• DATASET ENTRIES
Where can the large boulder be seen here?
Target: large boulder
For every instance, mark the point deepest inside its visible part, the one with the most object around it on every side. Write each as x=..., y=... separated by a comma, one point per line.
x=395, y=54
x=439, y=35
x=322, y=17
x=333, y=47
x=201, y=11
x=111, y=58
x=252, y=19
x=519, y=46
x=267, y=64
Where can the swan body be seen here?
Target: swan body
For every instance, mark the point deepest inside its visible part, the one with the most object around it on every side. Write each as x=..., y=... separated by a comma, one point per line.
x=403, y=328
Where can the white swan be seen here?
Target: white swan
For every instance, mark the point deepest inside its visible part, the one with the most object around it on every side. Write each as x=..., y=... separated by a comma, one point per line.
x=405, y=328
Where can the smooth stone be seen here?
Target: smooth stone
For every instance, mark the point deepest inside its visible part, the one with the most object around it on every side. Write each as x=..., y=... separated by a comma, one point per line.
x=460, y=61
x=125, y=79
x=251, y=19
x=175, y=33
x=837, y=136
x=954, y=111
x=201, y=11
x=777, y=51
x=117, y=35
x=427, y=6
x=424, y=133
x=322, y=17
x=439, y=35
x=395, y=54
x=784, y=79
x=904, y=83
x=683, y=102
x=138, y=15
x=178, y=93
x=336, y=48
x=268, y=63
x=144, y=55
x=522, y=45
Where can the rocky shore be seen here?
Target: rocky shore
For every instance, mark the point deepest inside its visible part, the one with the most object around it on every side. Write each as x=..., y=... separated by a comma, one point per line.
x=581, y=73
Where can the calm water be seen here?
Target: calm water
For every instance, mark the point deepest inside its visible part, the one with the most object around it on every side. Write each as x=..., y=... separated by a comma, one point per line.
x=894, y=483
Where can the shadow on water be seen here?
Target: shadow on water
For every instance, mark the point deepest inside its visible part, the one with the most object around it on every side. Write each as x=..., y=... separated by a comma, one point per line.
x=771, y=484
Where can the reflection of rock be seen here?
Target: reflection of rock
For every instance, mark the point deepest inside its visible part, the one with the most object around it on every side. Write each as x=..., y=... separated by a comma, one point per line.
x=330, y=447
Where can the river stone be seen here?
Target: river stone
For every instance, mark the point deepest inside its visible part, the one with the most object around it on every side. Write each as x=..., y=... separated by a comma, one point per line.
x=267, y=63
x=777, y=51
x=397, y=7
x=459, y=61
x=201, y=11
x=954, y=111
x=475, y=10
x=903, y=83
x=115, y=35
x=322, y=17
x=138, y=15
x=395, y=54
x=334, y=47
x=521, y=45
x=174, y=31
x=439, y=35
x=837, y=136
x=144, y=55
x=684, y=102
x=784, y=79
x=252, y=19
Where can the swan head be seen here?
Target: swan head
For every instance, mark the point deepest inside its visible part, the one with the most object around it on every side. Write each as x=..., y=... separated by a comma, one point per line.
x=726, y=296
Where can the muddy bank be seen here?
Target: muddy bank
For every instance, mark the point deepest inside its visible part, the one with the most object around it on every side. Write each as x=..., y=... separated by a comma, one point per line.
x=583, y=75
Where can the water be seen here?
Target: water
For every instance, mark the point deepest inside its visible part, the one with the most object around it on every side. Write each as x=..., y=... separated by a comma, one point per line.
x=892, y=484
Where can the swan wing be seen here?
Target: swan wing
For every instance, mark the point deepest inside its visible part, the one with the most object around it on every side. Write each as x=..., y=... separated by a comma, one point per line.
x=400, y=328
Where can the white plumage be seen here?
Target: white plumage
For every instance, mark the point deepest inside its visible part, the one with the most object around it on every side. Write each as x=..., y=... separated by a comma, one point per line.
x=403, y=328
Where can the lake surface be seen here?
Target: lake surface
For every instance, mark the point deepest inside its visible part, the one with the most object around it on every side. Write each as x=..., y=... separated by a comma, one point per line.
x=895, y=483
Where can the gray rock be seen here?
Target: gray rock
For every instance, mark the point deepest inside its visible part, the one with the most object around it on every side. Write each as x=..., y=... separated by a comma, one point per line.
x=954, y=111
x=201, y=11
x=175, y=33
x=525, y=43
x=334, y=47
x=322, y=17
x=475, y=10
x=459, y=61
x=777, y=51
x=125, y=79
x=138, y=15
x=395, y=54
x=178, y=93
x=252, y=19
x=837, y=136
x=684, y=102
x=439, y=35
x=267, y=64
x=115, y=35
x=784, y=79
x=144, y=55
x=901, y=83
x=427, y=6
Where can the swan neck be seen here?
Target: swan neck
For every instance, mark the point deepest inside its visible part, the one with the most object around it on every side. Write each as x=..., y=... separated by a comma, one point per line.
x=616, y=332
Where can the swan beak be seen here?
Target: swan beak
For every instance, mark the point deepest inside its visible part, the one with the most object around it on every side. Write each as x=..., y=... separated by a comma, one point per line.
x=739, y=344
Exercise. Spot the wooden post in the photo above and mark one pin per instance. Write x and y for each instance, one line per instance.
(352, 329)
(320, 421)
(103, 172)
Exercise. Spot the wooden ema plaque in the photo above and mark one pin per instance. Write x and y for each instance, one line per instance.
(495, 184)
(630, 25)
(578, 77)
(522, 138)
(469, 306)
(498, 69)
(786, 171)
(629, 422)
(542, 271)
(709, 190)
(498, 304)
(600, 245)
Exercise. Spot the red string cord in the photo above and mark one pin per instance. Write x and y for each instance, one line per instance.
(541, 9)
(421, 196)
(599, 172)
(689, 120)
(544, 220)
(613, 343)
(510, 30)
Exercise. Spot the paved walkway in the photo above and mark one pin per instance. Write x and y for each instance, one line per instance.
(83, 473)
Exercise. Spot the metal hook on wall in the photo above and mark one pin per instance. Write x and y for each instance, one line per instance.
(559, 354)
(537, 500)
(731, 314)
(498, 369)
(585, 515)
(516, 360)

• WORK INSTRUCTIONS
Exactly as they stand above, write out all the entries again.

• RESULT OF THE TASK
Where can the large boulder be seen here?
Target: large boulder
For every instance, mark the point deepest inside its visible part, the one with the most object around it on every side. Write each as x=..., y=... separated by a comma, one point per line.
x=395, y=54
x=439, y=35
x=322, y=17
x=333, y=47
x=201, y=11
x=111, y=58
x=252, y=19
x=519, y=46
x=267, y=64
Where can the swan body be seen here?
Target: swan body
For every instance, mark the point deepest inside its visible part, the one with the most object around it on every side. Write each as x=..., y=... separated by a comma, one point per line.
x=403, y=328
Where can the white swan be seen here?
Target: white swan
For every instance, mark the point deepest inside its visible part, the one with the most object around it on every side. Write each as x=..., y=... separated by a comma, one point per line.
x=405, y=328
Where can the smooth stone be seen here?
Target: smooth stone
For every instance, mark the point deepest inside its visible part, the one with the most object around it on every side. Write each as x=..., y=... separated by a comma, one point per line.
x=460, y=61
x=125, y=79
x=251, y=19
x=175, y=33
x=837, y=136
x=954, y=111
x=201, y=11
x=777, y=51
x=117, y=35
x=427, y=6
x=424, y=133
x=322, y=17
x=439, y=35
x=395, y=54
x=784, y=79
x=904, y=83
x=683, y=102
x=138, y=15
x=178, y=93
x=336, y=48
x=268, y=63
x=144, y=55
x=522, y=45
Where can the rocky shore be seen here?
Target: rocky shore
For every instance, mark the point deepest inside its visible part, the one with the most object around it on every side. Write each as x=..., y=... separated by a comma, one point per line.
x=581, y=73
Where can the calm water be seen here?
Target: calm water
For every instance, mark the point deepest inside its visible part, the one with the most object around it on every side. Write each as x=..., y=... separated by a comma, one point per line.
x=894, y=483
Where can the shadow on water be seen here?
Target: shadow on water
For every instance, mark the point deepest inside its visible part, the one with the most object around it on every side. Write each as x=..., y=... separated by a comma, one point per line.
x=771, y=484
Where can the reflection of rock be seen here?
Target: reflection of rock
For every instance, mark the point deepest inside its visible part, the one with the most object around it on every side. Write each as x=..., y=... separated by a comma, one point per line.
x=330, y=447
Where can the river stone be seen here?
Target: river stone
For every instance, mark the point deepest inside its visible part, the one with the most object around it on every side. Write each as x=..., y=... separated by a comma, one point per line.
x=267, y=63
x=777, y=51
x=397, y=7
x=459, y=61
x=201, y=11
x=954, y=111
x=475, y=10
x=903, y=83
x=115, y=35
x=322, y=17
x=138, y=15
x=395, y=54
x=334, y=47
x=521, y=45
x=174, y=31
x=439, y=35
x=837, y=136
x=144, y=55
x=684, y=102
x=784, y=79
x=252, y=19
Where can the swan head be seen here?
Target: swan head
For every instance, mark the point deepest inside its visible part, the one with the most object around it on every side. Write each as x=..., y=... separated by a comma, one point per line.
x=726, y=296
Where can the muddy bank be seen here?
Target: muddy bank
For every instance, mark the point deepest inside its visible part, the one with the most object around it on every side. Write each as x=..., y=... separated by a comma, one point per line.
x=583, y=75
Where can the water be seen here?
Target: water
For every instance, mark the point deepest inside its visible part, the one with the most object around it on every side. Write each as x=..., y=... separated by a comma, one point per line.
x=892, y=484
Where can the swan wing be seen here?
Target: swan wing
For every instance, mark the point deepest inside its visible part, the one with the most object around it on every side. Write each as x=..., y=... separated by a comma, one point per line.
x=400, y=328
Where can the white plumage be seen here?
Target: white plumage
For every instance, mark the point deepest inside its visible part, the one with the most object around it on every side. Write each as x=..., y=... separated by a comma, one point per line.
x=403, y=328
Where can the lake surface be seen here?
Target: lake surface
For every instance, mark the point deepest inside its visible part, the one with the most object around it on every side. Write each as x=..., y=... separated by a comma, one point per line.
x=895, y=483
Where can the gray rock be seen here?
Target: gray rock
For every instance, mark the point deepest inside its visible part, the one with the most object around it on every side. Write each as x=..., y=... separated by a comma, one point per line.
x=954, y=111
x=201, y=11
x=175, y=33
x=525, y=43
x=334, y=47
x=322, y=17
x=475, y=10
x=459, y=61
x=777, y=51
x=125, y=79
x=138, y=15
x=395, y=54
x=178, y=93
x=252, y=19
x=837, y=136
x=684, y=102
x=439, y=35
x=267, y=64
x=115, y=35
x=784, y=79
x=144, y=55
x=901, y=83
x=427, y=6
Where can the swan neck be seen here?
Target: swan neck
For every instance, mark the point deepest inside its visible part, the one with the most object around it on every side. Write each as x=..., y=... separated by a comma, one point per line.
x=616, y=332
Where can the swan beak be seen here?
Target: swan beak
For every instance, mark the point deepest inside its visible part, the one with the most object around it on every side. Write each as x=..., y=... separated by a comma, one point per line.
x=739, y=344
Exercise. Spot the wooden post in the photo above and mark one pin per instance. Write x and y for each instance, one line per instance.
(352, 329)
(320, 421)
(103, 172)
Exercise. Spot the wooden ema plaque in the photo above and mark one pin per instance. Write x and y for each instance, one line per instance.
(495, 184)
(630, 25)
(578, 77)
(522, 138)
(469, 306)
(498, 69)
(786, 171)
(629, 422)
(542, 271)
(709, 190)
(498, 304)
(600, 245)
Exercise. Spot the red string cord in the photo above and mark one pin per instance. Write x and y for each instance, one line per instance.
(541, 9)
(421, 196)
(599, 172)
(689, 120)
(544, 220)
(613, 343)
(510, 30)
Exercise. Spot the paved walkway in the photo above and mark one pin per instance. Write x and y for each instance, one line per instance.
(83, 473)
Exercise. Spot the metal hook on wall in the photo above and mark one pin per instance. Write x and y for each instance, one line per instance.
(559, 354)
(537, 500)
(731, 314)
(498, 369)
(585, 515)
(516, 360)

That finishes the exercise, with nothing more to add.